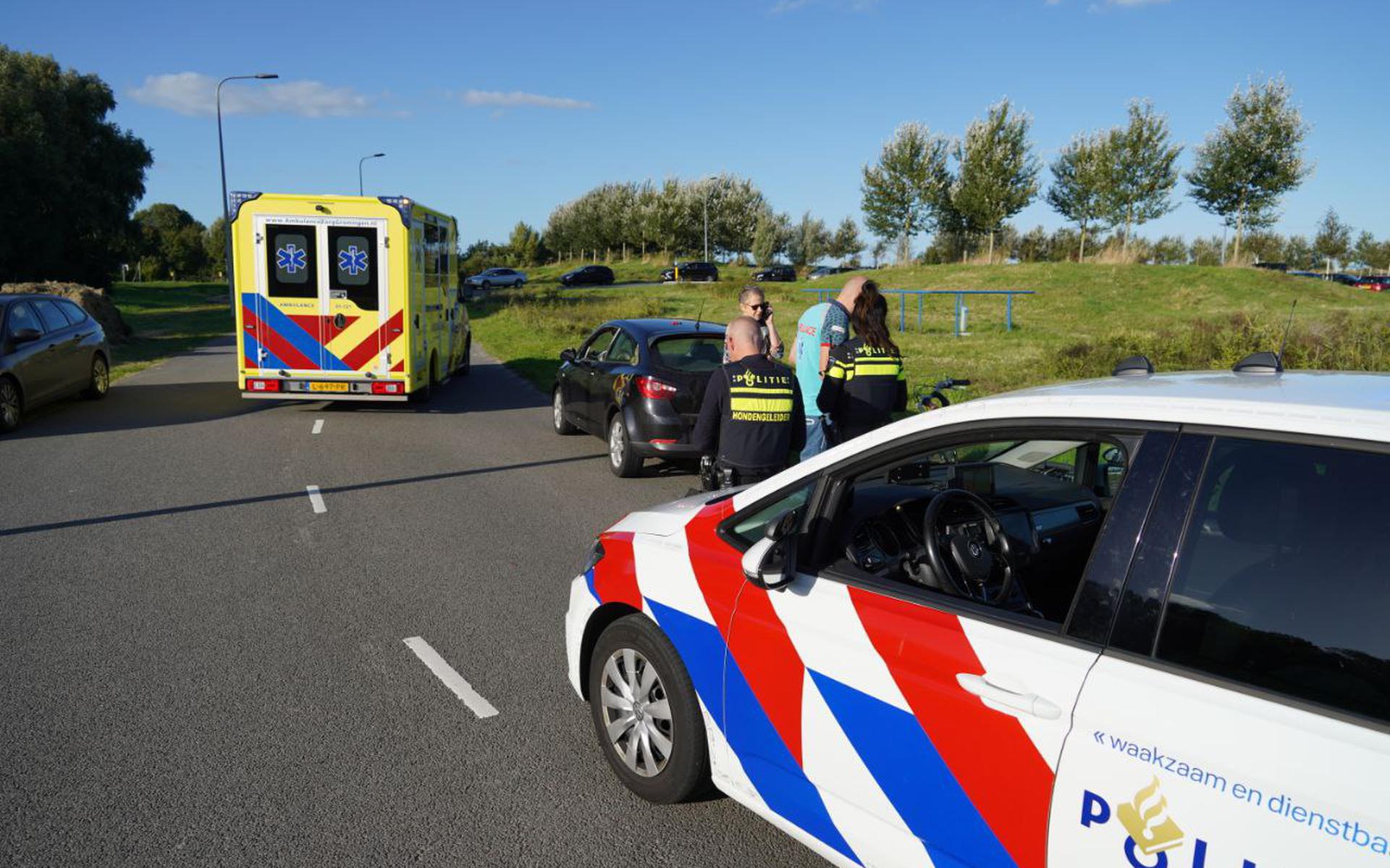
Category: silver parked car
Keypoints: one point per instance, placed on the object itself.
* * *
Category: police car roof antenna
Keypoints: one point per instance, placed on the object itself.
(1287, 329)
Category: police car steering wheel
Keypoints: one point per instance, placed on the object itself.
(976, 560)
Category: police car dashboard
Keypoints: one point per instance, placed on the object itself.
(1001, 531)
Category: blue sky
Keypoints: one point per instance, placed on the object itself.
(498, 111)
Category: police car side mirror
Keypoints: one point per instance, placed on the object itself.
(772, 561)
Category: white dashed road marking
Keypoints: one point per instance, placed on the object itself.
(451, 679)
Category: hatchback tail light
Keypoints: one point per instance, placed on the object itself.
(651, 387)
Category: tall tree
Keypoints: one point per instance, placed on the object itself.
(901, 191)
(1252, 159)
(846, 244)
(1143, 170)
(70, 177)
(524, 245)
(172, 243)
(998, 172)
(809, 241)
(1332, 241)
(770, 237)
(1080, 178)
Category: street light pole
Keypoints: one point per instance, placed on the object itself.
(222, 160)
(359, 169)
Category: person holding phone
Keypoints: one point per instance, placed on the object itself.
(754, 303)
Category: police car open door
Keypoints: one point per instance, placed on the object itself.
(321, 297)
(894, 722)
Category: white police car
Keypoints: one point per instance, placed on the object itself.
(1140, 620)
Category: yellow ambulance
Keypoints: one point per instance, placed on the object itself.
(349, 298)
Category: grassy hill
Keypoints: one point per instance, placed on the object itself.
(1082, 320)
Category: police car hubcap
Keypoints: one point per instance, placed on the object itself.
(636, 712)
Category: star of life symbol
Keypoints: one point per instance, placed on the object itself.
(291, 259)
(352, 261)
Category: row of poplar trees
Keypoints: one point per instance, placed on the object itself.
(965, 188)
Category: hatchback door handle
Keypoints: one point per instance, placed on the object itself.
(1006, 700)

_PROMPT_
Express the data from the line containing "Category: yellow ambulance" down through the line containing "(1006, 700)" as a two-column CSV headed label_text and coordinates. Give one row per Category line, with that line and its Keypoints line in label_text and the points that follow in coordinates; quote every field and turn line breaks into spaces.

_ANSWER TO THIS EXERCISE_
label_text,coordinates
"Category: yellow ambulance Keypoints: one point per instance, placed on the object itself.","(349, 298)"
"Category: grassy hill Keypoints: one point per instance, placed on the object itself.","(1082, 320)"
"Category: police car hubcap Keypoints: one point per instance, placed on the object itself.","(636, 712)"
"Category: star of life symbol Keypoints: one point per instance, placed on the object itself.","(291, 259) (352, 261)"
"Category: row of poplar trees Keypoints: one point per instance, placed on the object itself.","(965, 188)"
"Category: hatchback door handle Keypoints: one point per instance, placed on the object itself.","(1006, 700)"